(Saved entries)
***

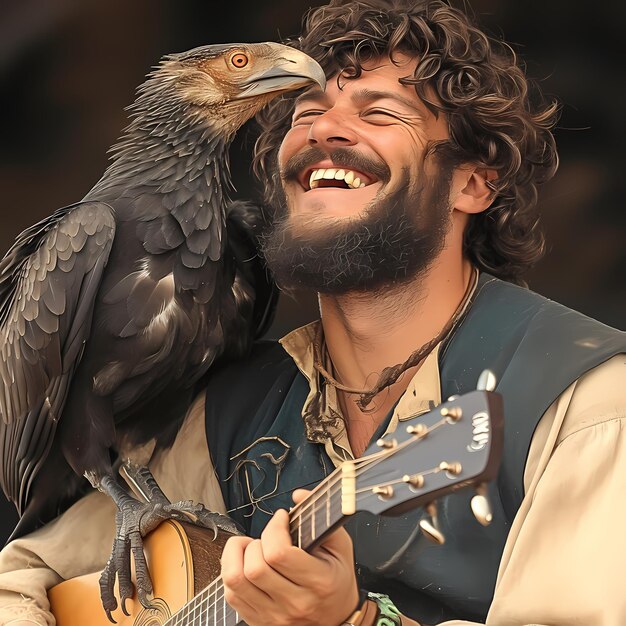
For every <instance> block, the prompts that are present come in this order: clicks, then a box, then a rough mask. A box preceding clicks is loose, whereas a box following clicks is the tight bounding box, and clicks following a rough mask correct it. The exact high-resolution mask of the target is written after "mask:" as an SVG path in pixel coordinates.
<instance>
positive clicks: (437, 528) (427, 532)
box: [420, 502, 446, 545]
mask: <svg viewBox="0 0 626 626" xmlns="http://www.w3.org/2000/svg"><path fill="white" fill-rule="evenodd" d="M425 509H426V513H427V516H426V517H424V518H422V519H421V520H420V529H421V531H422V533H423V534H424V536H425V537H426V538H428V539H430V540H431V541H433V542H434V543H437V544H439V545H442V544H444V543H445V541H446V538H445V536H444V534H443V533H442V532H441V531H440V530H439V521H438V519H437V505H436V504H435V503H434V502H431V503H430V504H427V505H426V507H425Z"/></svg>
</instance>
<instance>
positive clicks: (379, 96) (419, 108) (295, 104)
mask: <svg viewBox="0 0 626 626" xmlns="http://www.w3.org/2000/svg"><path fill="white" fill-rule="evenodd" d="M351 99H352V101H353V102H354V103H355V104H356V105H357V106H363V105H365V104H368V103H370V102H375V101H376V100H395V101H396V102H398V103H400V104H402V105H404V106H406V107H408V108H410V109H412V110H414V111H415V112H416V113H419V114H420V115H424V111H423V110H422V109H421V108H420V106H419V105H418V104H416V103H415V102H413V100H410V99H409V98H405V97H404V96H402V95H400V94H397V93H393V92H390V91H376V90H372V89H359V90H358V91H355V92H354V93H352V94H351ZM305 102H317V103H320V104H323V103H328V96H327V95H326V93H325V92H323V91H322V90H321V89H317V88H314V89H310V90H309V91H306V92H305V93H303V94H302V95H300V96H299V97H298V98H296V101H295V106H298V105H300V104H302V103H305Z"/></svg>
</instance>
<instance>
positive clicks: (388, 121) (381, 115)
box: [361, 109, 399, 123]
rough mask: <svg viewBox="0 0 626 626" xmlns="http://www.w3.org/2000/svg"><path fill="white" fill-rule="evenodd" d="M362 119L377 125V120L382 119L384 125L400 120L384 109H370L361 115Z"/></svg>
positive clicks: (396, 115) (392, 114) (396, 114)
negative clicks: (391, 122)
mask: <svg viewBox="0 0 626 626" xmlns="http://www.w3.org/2000/svg"><path fill="white" fill-rule="evenodd" d="M361 117H362V118H365V119H366V120H367V121H368V122H371V123H376V120H377V119H380V120H381V122H382V123H390V122H391V121H393V120H397V119H399V117H398V115H397V114H396V113H392V112H391V111H385V110H384V109H368V110H366V111H363V112H362V113H361Z"/></svg>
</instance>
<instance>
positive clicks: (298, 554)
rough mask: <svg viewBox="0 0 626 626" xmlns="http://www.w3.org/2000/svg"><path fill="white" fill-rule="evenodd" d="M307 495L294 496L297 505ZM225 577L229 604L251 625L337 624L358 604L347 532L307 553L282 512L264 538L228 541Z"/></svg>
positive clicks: (224, 570) (336, 534)
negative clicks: (295, 545)
mask: <svg viewBox="0 0 626 626" xmlns="http://www.w3.org/2000/svg"><path fill="white" fill-rule="evenodd" d="M307 493H308V492H307V491H304V490H303V489H299V490H297V491H296V492H294V496H293V499H294V502H296V503H298V502H300V501H301V500H303V499H304V497H305V496H306V495H307ZM222 579H223V581H224V595H225V598H226V601H227V602H228V604H229V605H230V606H231V607H232V608H233V609H235V610H236V611H237V612H238V613H239V615H240V617H241V618H242V619H243V620H245V622H246V623H247V624H249V625H250V626H257V625H258V626H260V625H262V624H264V625H266V624H272V625H275V626H291V625H295V624H299V625H308V626H314V625H315V626H321V625H323V626H335V625H338V624H341V622H342V621H343V620H345V619H346V618H347V617H348V616H349V615H350V614H351V613H352V612H353V611H354V609H355V608H356V605H357V602H358V600H359V591H358V587H357V582H356V576H355V573H354V555H353V550H352V540H351V539H350V536H349V535H348V533H347V532H346V531H345V530H344V529H343V528H340V529H338V530H336V531H335V532H333V533H331V534H330V535H329V536H328V537H327V538H326V539H325V540H324V541H323V542H322V543H321V544H320V545H319V546H317V547H316V548H315V550H313V552H312V553H310V554H309V553H307V552H305V551H304V550H301V549H300V548H297V547H295V546H294V545H293V544H292V542H291V536H290V535H289V515H288V513H287V511H284V510H280V511H277V512H276V513H275V514H274V516H273V517H272V519H271V520H270V521H269V523H268V524H267V526H266V527H265V530H264V531H263V534H262V535H261V538H260V539H250V538H249V537H231V538H230V539H229V540H228V542H227V543H226V546H225V548H224V553H223V555H222Z"/></svg>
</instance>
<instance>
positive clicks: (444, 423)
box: [165, 418, 455, 626]
mask: <svg viewBox="0 0 626 626" xmlns="http://www.w3.org/2000/svg"><path fill="white" fill-rule="evenodd" d="M454 423H455V422H450V421H449V420H448V419H447V418H444V419H442V420H440V421H439V422H436V423H435V424H433V425H432V426H430V427H429V428H427V430H426V432H425V433H424V435H422V436H420V437H419V438H418V439H415V438H411V439H407V441H405V442H403V443H402V444H400V445H399V446H396V447H395V448H393V449H392V450H383V451H381V452H380V453H378V454H376V455H370V456H369V457H366V458H362V459H355V461H354V462H355V463H357V464H358V467H357V468H355V477H358V475H359V474H362V473H363V470H364V469H371V467H370V466H372V465H377V464H378V463H379V462H381V461H382V460H384V459H385V458H386V457H387V456H389V454H390V453H392V452H394V453H395V452H397V451H399V450H400V449H402V448H404V447H406V446H407V445H409V444H411V443H416V442H419V441H420V440H422V439H423V438H424V437H425V436H426V435H428V434H429V433H431V432H432V431H433V430H436V429H438V428H440V427H441V426H444V425H446V424H448V425H453V424H454ZM372 456H374V457H375V458H372ZM342 478H343V476H342V473H341V471H340V470H335V471H334V472H333V473H332V474H331V475H330V476H329V477H328V483H327V485H326V488H324V489H321V490H320V492H319V493H318V494H316V496H315V497H313V498H312V499H311V501H310V502H308V503H306V504H305V505H304V506H303V507H302V508H301V509H299V510H295V508H296V507H294V510H292V518H291V520H290V526H291V524H292V523H294V524H295V525H296V528H298V525H297V524H296V522H299V527H300V528H301V527H302V526H303V524H304V522H305V521H308V520H311V519H312V518H313V517H314V515H315V514H316V512H317V511H318V510H319V508H317V509H316V508H315V507H316V505H317V503H318V502H319V501H320V500H321V499H322V497H324V498H326V503H327V506H328V504H330V505H331V506H332V502H331V498H332V496H335V495H337V493H341V485H340V484H338V483H340V482H341V479H342ZM322 484H323V483H322ZM320 487H321V485H320ZM337 487H339V489H337ZM368 489H369V488H368ZM361 491H362V490H361ZM296 506H299V505H296ZM312 508H313V509H314V510H313V511H312V513H311V514H310V515H308V512H309V511H310V509H312ZM305 513H306V514H307V515H306V516H305ZM290 530H291V529H290ZM294 530H295V528H294ZM221 582H222V579H221V577H218V578H216V579H215V580H214V581H213V582H212V583H211V584H210V585H209V586H208V587H206V588H205V589H204V590H202V591H201V592H200V593H199V594H198V595H197V596H196V597H195V598H193V599H192V600H191V601H190V602H189V603H188V604H186V605H185V606H183V607H182V609H181V611H178V612H177V613H175V614H174V615H172V618H171V619H174V618H177V617H178V616H179V615H180V614H181V613H182V612H184V610H185V609H187V611H188V615H190V612H191V610H194V611H195V610H196V609H198V608H200V614H201V615H200V616H202V614H203V613H204V612H207V613H208V611H209V610H210V609H211V608H212V607H214V606H215V605H216V604H217V603H218V602H219V601H220V600H222V599H223V598H224V595H223V594H222V595H221V596H219V597H218V596H217V594H219V593H220V591H223V588H224V587H223V584H222V585H221V586H220V584H219V583H221ZM212 586H216V588H215V590H213V591H210V589H211V587H212ZM213 596H215V598H213ZM198 600H200V602H199V604H198V602H197V601H198ZM211 600H213V601H212V602H211V603H210V604H209V602H210V601H211ZM205 603H206V604H207V607H206V611H205V610H204V609H202V608H201V607H202V605H203V604H205ZM224 605H225V607H227V606H228V605H227V604H226V602H225V601H224ZM228 608H229V609H230V611H234V609H232V608H231V607H228ZM224 612H225V609H224ZM181 617H182V616H181ZM215 617H216V616H215ZM225 619H226V617H224V618H220V621H219V622H215V621H214V623H215V624H218V623H219V624H222V623H224V620H225ZM170 621H171V620H168V622H166V624H165V626H175V624H173V623H172V624H170ZM194 621H195V618H194Z"/></svg>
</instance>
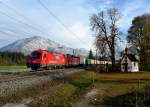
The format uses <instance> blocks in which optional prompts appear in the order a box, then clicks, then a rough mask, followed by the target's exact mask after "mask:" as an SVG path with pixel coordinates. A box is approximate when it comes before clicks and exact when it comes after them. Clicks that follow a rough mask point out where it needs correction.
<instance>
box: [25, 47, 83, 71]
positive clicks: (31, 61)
mask: <svg viewBox="0 0 150 107" xmlns="http://www.w3.org/2000/svg"><path fill="white" fill-rule="evenodd" d="M79 63H80V58H79V57H74V56H73V55H69V54H67V55H64V54H62V53H61V52H59V53H56V52H54V51H47V50H41V49H39V50H36V51H33V52H32V53H31V55H30V57H29V60H28V63H27V67H31V69H32V70H37V69H40V68H44V69H55V68H63V67H69V66H77V65H79Z"/></svg>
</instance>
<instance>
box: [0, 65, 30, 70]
mask: <svg viewBox="0 0 150 107" xmlns="http://www.w3.org/2000/svg"><path fill="white" fill-rule="evenodd" d="M29 70H30V69H28V68H27V67H26V66H25V65H1V66H0V72H25V71H29Z"/></svg>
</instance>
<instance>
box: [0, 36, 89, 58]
mask: <svg viewBox="0 0 150 107" xmlns="http://www.w3.org/2000/svg"><path fill="white" fill-rule="evenodd" d="M37 49H45V50H49V49H55V50H56V51H61V52H63V53H64V54H76V55H82V56H87V54H88V51H86V50H85V49H72V48H69V47H65V46H64V45H60V44H58V43H56V42H54V41H51V40H49V39H46V38H43V37H39V36H34V37H31V38H26V39H21V40H17V41H15V42H13V43H11V44H9V45H7V46H4V47H2V48H1V49H0V51H9V52H21V53H24V54H25V55H28V54H30V53H31V52H32V51H34V50H37Z"/></svg>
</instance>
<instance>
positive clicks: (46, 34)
mask: <svg viewBox="0 0 150 107" xmlns="http://www.w3.org/2000/svg"><path fill="white" fill-rule="evenodd" d="M0 4H1V5H4V6H5V7H7V8H9V9H10V10H11V11H13V12H15V13H16V14H17V15H18V16H21V17H22V18H23V19H25V20H26V21H30V22H31V20H30V19H29V18H28V17H26V16H24V15H23V14H22V13H20V12H19V11H17V10H16V9H14V8H13V7H11V6H9V5H7V4H6V3H4V2H2V1H0ZM2 14H3V15H5V16H7V17H9V18H11V19H13V20H14V18H13V17H10V16H9V15H8V14H4V13H2ZM15 21H17V22H18V21H19V23H22V24H26V23H24V22H22V21H20V20H17V19H15ZM26 25H27V26H30V27H32V28H33V26H32V25H29V24H26ZM34 25H35V26H36V27H37V26H38V27H39V28H41V27H42V26H40V25H38V24H35V23H34ZM36 30H38V29H37V28H36ZM42 32H43V31H42ZM43 33H44V34H46V35H49V34H48V33H46V32H43ZM51 33H52V32H51ZM28 34H29V33H28ZM65 44H67V45H68V44H69V45H68V46H70V45H71V44H70V43H65Z"/></svg>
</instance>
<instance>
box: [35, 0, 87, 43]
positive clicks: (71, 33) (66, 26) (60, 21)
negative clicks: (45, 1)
mask: <svg viewBox="0 0 150 107" xmlns="http://www.w3.org/2000/svg"><path fill="white" fill-rule="evenodd" d="M37 1H38V2H39V4H40V5H41V6H42V7H43V8H44V9H45V10H47V12H48V13H49V14H50V16H52V17H54V18H55V19H56V20H57V21H58V22H59V23H60V24H61V25H62V26H63V27H64V28H65V29H66V30H67V31H68V32H70V33H71V34H72V35H73V36H74V37H76V38H77V39H78V40H79V41H80V42H81V43H82V44H84V45H85V44H86V43H85V42H84V41H82V40H81V39H80V38H79V37H78V36H77V35H76V33H74V32H73V31H72V30H70V29H69V28H68V26H67V25H66V24H64V23H63V22H62V21H61V20H60V19H59V18H58V17H57V16H56V15H55V14H54V13H53V12H52V11H50V9H49V8H47V6H46V5H45V4H43V3H42V2H41V1H40V0H37Z"/></svg>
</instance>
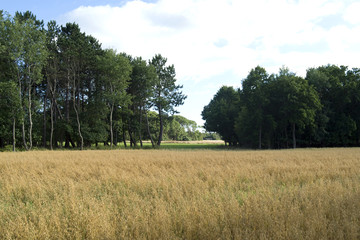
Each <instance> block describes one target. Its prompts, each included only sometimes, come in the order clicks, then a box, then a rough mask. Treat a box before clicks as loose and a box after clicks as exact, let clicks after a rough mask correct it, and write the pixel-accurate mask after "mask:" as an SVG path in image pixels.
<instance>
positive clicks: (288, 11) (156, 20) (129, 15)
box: [0, 0, 360, 125]
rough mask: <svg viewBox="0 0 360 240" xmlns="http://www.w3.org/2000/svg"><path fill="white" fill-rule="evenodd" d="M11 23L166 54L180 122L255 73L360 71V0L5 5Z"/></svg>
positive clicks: (146, 52) (143, 2)
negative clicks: (21, 24)
mask: <svg viewBox="0 0 360 240" xmlns="http://www.w3.org/2000/svg"><path fill="white" fill-rule="evenodd" d="M0 1H1V7H0V8H1V9H3V10H5V11H7V12H8V13H10V14H11V15H12V16H13V15H14V13H15V12H16V11H26V10H30V11H32V12H33V13H34V14H35V15H36V16H37V18H38V19H43V20H44V21H45V22H48V21H50V20H56V21H57V22H58V24H60V25H64V24H66V23H67V22H76V23H78V24H79V26H80V28H81V30H82V31H83V32H85V33H86V34H87V35H92V36H94V37H95V38H97V39H98V40H99V42H100V43H102V46H103V48H113V49H115V50H117V51H118V52H125V53H127V54H130V55H132V56H134V57H135V56H141V57H142V58H144V59H151V58H152V57H153V56H154V55H155V54H158V53H160V54H161V55H162V56H164V57H166V58H167V59H168V64H174V66H175V70H176V74H177V75H176V79H177V83H178V84H180V85H183V89H182V91H183V93H184V94H186V95H187V99H186V100H185V103H184V105H182V106H180V107H178V108H177V110H178V111H179V112H180V115H182V116H184V117H186V118H188V119H191V120H194V121H196V122H197V123H198V124H199V125H203V123H204V121H203V120H202V118H201V111H202V110H203V108H204V106H205V105H207V104H208V103H209V102H210V100H211V99H212V98H213V96H214V95H215V94H216V92H217V91H218V90H219V88H220V87H221V86H223V85H226V86H233V87H235V88H239V87H241V81H242V80H243V79H244V78H246V76H247V75H248V73H249V72H250V70H251V69H252V68H255V67H256V66H258V65H259V66H262V67H264V68H265V69H266V70H267V72H268V73H270V74H272V73H275V74H276V73H277V72H278V71H279V68H281V67H283V66H286V67H288V68H289V69H290V71H292V72H295V73H296V74H297V75H299V76H303V77H305V75H306V70H307V69H308V68H311V67H318V66H321V65H326V64H335V65H345V66H348V67H350V68H353V67H360V62H359V57H360V14H359V12H360V1H358V0H272V1H270V0H251V1H249V0H246V1H245V0H103V1H101V0H52V1H48V0H47V1H45V0H23V1H17V0H10V1H8V0H0Z"/></svg>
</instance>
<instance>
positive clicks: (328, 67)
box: [202, 65, 360, 148]
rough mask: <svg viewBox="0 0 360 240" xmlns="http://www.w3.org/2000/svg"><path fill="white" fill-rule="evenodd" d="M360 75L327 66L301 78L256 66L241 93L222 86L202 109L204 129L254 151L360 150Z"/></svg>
mask: <svg viewBox="0 0 360 240" xmlns="http://www.w3.org/2000/svg"><path fill="white" fill-rule="evenodd" d="M359 73H360V71H359V69H356V68H355V69H351V70H349V69H348V68H347V67H345V66H340V67H339V66H335V65H326V66H320V67H318V68H309V69H308V70H307V74H306V77H305V78H302V77H299V76H296V74H295V73H292V72H291V71H290V70H289V69H287V68H284V67H283V68H281V69H280V71H279V73H278V74H276V75H274V74H272V75H269V74H268V73H267V72H266V70H265V69H264V68H262V67H260V66H257V67H256V68H254V69H252V70H251V71H250V73H249V75H248V76H247V77H246V78H245V79H244V80H243V81H242V88H241V89H237V90H235V89H233V88H231V87H222V88H220V90H219V91H218V93H216V94H215V96H214V98H213V99H212V100H211V101H210V103H209V104H208V105H207V106H205V107H204V110H203V112H202V116H203V119H204V120H205V129H206V130H208V131H215V132H217V133H219V134H220V135H221V136H222V138H223V139H224V140H225V141H228V142H229V141H231V139H236V142H234V144H236V145H240V146H243V147H251V148H289V147H293V148H296V147H298V146H300V147H326V146H327V147H334V146H359V145H360V114H359V109H360V108H359V103H360V97H359V96H360V74H359ZM229 99H234V100H232V101H231V100H229ZM236 99H237V100H236ZM232 134H233V135H232Z"/></svg>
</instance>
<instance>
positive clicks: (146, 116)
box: [145, 110, 155, 147]
mask: <svg viewBox="0 0 360 240" xmlns="http://www.w3.org/2000/svg"><path fill="white" fill-rule="evenodd" d="M145 116H146V125H147V130H148V134H149V137H150V141H151V145H152V147H154V146H155V144H154V140H153V139H152V136H151V133H150V126H149V118H148V115H147V110H145Z"/></svg>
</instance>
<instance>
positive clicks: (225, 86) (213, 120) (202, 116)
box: [201, 86, 240, 145]
mask: <svg viewBox="0 0 360 240" xmlns="http://www.w3.org/2000/svg"><path fill="white" fill-rule="evenodd" d="M239 99H240V98H239V94H238V92H236V91H235V89H234V88H233V87H226V86H223V87H221V88H220V90H219V91H218V92H217V93H216V94H215V96H214V98H213V99H212V100H211V101H210V103H209V104H208V105H207V106H205V107H204V110H203V111H202V113H201V114H202V117H203V119H204V120H205V126H204V127H205V129H206V130H207V131H211V132H217V133H219V134H220V135H221V136H222V138H223V140H225V142H228V143H229V144H233V145H236V143H237V136H236V135H235V132H234V124H235V118H236V117H237V114H238V108H237V105H238V102H239Z"/></svg>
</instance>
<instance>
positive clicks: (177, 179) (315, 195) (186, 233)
mask: <svg viewBox="0 0 360 240" xmlns="http://www.w3.org/2000/svg"><path fill="white" fill-rule="evenodd" d="M0 239H360V149H358V148H356V149H321V150H315V149H309V150H285V151H166V150H146V151H145V150H133V151H127V150H121V151H118V150H114V151H84V152H76V151H71V152H70V151H69V152H67V151H64V152H60V151H59V152H50V151H44V152H40V151H39V152H23V153H0Z"/></svg>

***

### The problem
Take the lines from the start of the entries through the line containing "positive clicks: (437, 528) (427, 532)" and set them down exactly, leaving out every picture.

### Expected answer
For every <instance> block, the prompts that are present come in this order: clicks, then a box, then a rough mask. A box preceding clicks is loose, whereas a box following clicks is the tight bounding box, and clicks following a rough mask correct it. The exact high-resolution mask of the target is written after "mask:" as an SVG path in pixel coordinates.
<instance>
positive clicks: (437, 528) (427, 532)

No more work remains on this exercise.